THE PROBLEM -
Copy the lines verbatim, from the start of the records through the line containing "<point>237,102</point>", with both ends included.

Object position labeling entries:
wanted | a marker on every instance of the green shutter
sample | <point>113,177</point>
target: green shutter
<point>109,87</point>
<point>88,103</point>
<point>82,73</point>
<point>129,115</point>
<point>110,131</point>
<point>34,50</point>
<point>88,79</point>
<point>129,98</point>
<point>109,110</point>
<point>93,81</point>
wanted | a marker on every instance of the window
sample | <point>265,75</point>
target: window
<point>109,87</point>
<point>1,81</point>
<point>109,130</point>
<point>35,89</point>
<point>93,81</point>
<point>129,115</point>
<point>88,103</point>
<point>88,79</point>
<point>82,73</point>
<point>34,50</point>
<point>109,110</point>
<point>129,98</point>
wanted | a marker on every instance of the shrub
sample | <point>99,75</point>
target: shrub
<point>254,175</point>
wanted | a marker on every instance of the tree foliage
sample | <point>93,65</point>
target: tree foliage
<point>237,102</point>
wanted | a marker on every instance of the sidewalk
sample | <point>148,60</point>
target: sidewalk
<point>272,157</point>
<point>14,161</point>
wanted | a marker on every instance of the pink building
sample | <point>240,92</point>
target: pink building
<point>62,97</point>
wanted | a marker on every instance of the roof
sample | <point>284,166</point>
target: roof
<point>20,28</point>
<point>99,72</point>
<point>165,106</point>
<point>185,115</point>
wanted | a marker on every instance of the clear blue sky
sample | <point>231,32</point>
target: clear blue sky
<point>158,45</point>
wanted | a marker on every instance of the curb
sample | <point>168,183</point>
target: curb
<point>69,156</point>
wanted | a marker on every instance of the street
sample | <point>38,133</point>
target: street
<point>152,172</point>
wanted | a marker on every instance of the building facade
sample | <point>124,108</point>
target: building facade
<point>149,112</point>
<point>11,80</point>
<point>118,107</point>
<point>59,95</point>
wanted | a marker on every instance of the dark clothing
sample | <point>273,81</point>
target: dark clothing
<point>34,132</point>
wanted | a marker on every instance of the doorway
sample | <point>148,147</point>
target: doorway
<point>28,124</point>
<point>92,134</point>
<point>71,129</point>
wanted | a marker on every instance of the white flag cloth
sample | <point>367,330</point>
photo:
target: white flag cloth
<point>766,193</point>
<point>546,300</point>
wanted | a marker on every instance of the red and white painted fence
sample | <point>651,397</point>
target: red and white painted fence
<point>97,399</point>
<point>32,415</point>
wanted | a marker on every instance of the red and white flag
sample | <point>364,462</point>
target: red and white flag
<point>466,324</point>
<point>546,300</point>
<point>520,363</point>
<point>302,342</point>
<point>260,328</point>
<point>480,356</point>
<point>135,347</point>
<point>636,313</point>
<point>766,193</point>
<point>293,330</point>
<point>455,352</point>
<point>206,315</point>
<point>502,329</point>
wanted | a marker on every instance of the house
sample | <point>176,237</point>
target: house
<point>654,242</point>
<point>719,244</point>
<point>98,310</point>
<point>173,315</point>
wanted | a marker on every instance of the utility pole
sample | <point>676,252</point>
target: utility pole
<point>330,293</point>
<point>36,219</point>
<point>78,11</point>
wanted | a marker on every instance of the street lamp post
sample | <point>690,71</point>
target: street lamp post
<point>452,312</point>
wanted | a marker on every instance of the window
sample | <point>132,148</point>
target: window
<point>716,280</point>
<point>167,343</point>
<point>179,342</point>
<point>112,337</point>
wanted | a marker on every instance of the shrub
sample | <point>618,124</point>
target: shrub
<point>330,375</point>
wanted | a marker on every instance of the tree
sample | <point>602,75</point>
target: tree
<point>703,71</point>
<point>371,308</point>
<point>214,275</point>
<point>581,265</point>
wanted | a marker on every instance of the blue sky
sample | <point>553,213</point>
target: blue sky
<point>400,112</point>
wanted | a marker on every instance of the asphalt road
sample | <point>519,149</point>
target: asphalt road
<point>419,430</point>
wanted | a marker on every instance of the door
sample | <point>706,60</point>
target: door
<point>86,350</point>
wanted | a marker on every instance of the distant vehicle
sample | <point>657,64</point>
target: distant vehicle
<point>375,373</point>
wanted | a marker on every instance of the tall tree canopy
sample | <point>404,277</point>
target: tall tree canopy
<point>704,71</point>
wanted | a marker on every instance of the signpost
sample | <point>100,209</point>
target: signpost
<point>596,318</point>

FINAL RESULT -
wanted | a marker on every instance of the green shutter
sample | <point>113,177</point>
target: green shutter
<point>109,87</point>
<point>88,103</point>
<point>82,73</point>
<point>129,115</point>
<point>110,131</point>
<point>34,50</point>
<point>88,79</point>
<point>129,98</point>
<point>109,110</point>
<point>93,81</point>
wanted | a marker on every instance of the window
sample | <point>265,75</point>
target: window
<point>109,87</point>
<point>1,81</point>
<point>109,130</point>
<point>35,89</point>
<point>93,81</point>
<point>129,115</point>
<point>88,103</point>
<point>88,79</point>
<point>82,73</point>
<point>34,50</point>
<point>109,110</point>
<point>129,98</point>
wanted | a marker on every instance of the shrub
sample | <point>99,75</point>
target: shrub
<point>254,175</point>
wanted | a marker on every instance of the tree foliage
sample | <point>93,65</point>
target: tree foliage
<point>237,102</point>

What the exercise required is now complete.